■ SUPPLIED ENTRIES ■
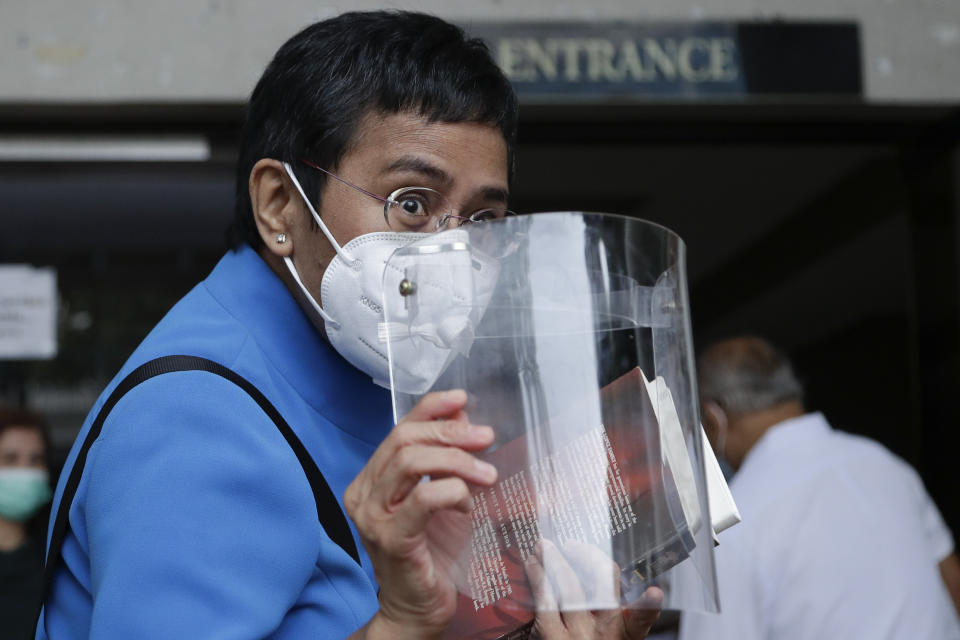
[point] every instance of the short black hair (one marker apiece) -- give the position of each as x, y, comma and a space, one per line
325, 79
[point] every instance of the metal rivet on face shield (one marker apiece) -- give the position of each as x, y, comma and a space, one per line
407, 288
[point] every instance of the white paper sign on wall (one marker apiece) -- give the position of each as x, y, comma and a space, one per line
28, 312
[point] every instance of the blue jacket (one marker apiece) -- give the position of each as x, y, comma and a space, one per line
194, 518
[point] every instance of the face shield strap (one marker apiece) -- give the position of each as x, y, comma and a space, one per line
323, 227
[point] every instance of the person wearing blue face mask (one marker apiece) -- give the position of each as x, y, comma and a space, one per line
24, 492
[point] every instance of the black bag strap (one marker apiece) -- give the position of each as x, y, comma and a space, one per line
329, 512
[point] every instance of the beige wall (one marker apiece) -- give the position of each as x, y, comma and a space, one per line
213, 50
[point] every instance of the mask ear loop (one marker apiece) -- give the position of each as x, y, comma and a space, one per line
328, 320
316, 216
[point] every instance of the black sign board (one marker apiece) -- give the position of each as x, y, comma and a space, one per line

■ TASK OBJECTIVE ■
Please write out only the lines from the one containing "[point] every instance of the metal" to the end of the records above, exactly, both ends included.

■ ANSWER BELOW ■
[point] every instance of the metal rivet on face shield (one marker apiece) -- give the position of each as x, y, comma and a space, one per line
407, 288
[point] every instance of the white paper sign on wall (one marker apiece) -- give the position of each as x, y, comma and a space, one per line
28, 312
[point] every instance of the blue jacket (one marker apiece) -- give the position of each as x, y, comma and a space, one per line
194, 518
[point] every instance of the face shield strap (one marker apiece) -- give the position of each as x, y, comma and a space, one per line
323, 227
[point] every instance of the person wearing blue face mask (one marker apiece) -- give the position of each as x, y, comma and a space, one per line
24, 492
[point] every instance of the black bag strap (one marker apiece) -- give the position of each as x, y, comma and a space, one per line
329, 512
[point] every instance of the beige wall (one marker apiece) -- give the position of each as x, y, comma and a space, one per line
213, 50
[point] every instance of the mask ear loop (one marker apiece) -- give the position of each as x, y, comma and a space, one per line
328, 320
316, 216
[point] every instance of the black sign board (one marker apiece) -- give the position of each as x, y, comma and a space, one per line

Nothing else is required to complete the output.